***** Listed entries *****

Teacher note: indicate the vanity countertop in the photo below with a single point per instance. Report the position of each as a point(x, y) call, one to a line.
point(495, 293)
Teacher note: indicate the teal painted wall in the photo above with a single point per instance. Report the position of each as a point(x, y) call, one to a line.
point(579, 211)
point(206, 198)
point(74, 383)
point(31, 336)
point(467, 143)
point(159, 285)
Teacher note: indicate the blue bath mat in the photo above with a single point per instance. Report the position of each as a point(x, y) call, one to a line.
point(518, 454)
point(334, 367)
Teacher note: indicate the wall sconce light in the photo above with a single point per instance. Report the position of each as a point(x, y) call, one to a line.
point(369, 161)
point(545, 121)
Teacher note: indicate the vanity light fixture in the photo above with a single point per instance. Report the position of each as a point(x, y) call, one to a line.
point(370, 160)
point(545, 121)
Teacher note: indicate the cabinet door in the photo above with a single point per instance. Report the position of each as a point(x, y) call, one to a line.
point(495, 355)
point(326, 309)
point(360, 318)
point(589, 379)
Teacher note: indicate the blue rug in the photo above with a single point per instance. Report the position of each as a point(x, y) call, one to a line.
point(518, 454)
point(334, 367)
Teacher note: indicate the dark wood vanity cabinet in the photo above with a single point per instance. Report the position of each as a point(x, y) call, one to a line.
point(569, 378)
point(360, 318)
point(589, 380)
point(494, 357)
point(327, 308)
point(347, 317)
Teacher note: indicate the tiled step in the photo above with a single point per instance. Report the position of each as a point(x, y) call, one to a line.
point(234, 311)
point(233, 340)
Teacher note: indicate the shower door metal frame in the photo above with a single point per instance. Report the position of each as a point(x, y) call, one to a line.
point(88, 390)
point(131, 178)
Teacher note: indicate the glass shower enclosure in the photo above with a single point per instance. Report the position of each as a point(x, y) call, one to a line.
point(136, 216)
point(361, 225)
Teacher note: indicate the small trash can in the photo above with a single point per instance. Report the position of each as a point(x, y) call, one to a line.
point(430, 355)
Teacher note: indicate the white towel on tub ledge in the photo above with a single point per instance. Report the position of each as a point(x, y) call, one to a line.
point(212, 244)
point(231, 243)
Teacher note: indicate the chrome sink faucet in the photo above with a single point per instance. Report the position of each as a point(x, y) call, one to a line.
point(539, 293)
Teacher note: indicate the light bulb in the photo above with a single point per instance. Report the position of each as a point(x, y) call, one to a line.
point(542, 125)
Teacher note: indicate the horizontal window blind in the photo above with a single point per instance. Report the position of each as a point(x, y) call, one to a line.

*****

In full and word for word, output the entries.

## Answer area
Teacher note: indicate the vanity countertop in the photo below with a single point per instance. Report the position of each as a point(x, y) call, one to a line.
point(495, 293)
Teacher note: indicate the teal painted wall in the photo above with a single point per instance. Report the position of each as a point(x, y) call, one to a line.
point(579, 211)
point(206, 198)
point(74, 383)
point(31, 336)
point(467, 143)
point(159, 285)
Teacher note: indicate the blue bath mat in the photo above with a single point per instance. Report the position of each as a point(x, y) call, one to a line.
point(518, 454)
point(334, 367)
Teacher note: indicate the wall sconce light in the photo above with a single point per instance. Report the position of each as a point(x, y) call, one to a line.
point(369, 161)
point(545, 121)
Teacher note: indicate the vanity light fixture in the photo above with a single point per instance. Report the position of each as a point(x, y) call, one to a line.
point(370, 160)
point(545, 121)
Teacher note: indicate the cabinet door in the photo above with a single point per instance. Report the position of each as a point(x, y) call, one to a line.
point(495, 355)
point(326, 309)
point(360, 318)
point(589, 379)
Teacher note: indicate the blue rug in the photo above with a single point per instance. Report the position of each as a point(x, y) call, one to a line.
point(518, 454)
point(334, 367)
Teacher note: indicate the dark wood vanity cabinet in the photo above with a single point per instance. Report the position of each as a point(x, y) call, one to a line.
point(569, 378)
point(360, 318)
point(589, 380)
point(494, 357)
point(327, 308)
point(347, 317)
Teacher note: indicate the tiled step in the photo above with a single point per instance. Report the position of each as a point(x, y) call, one to a line.
point(234, 311)
point(233, 340)
Teacher note: indicate the shower door metal frame in the photo above with a single point per instance. Report the position of each as a point(x, y) call, one to a line.
point(88, 390)
point(131, 178)
Teacher note: indicate the glass shower enclosure in the photo above with a single point per instance. Report the position of each as a point(x, y) call, one to a line.
point(136, 216)
point(361, 225)
Teacher note: indicate the small trash can in the photo above with a single point per instance. Report the position of each as a point(x, y) call, one to a line.
point(430, 355)
Teacher note: indicate the white towel on tub ledge in the photo above with a single point per instance. Report the position of each as a point(x, y) call, one to a line.
point(212, 244)
point(231, 243)
Teacher note: indicate the chrome sink faucet in the photo above with a single point per instance. Report the position of each as a point(x, y) call, one to a line.
point(539, 293)
Teacher note: indicate the light bulb in the photo above with a single point per instance. Report the position of each as a point(x, y) call, one to a line.
point(542, 125)
Teacher note: indicate the horizontal window blind in the photo above with a single point per instance. Report the position of each as a point(x, y) call, one to a line.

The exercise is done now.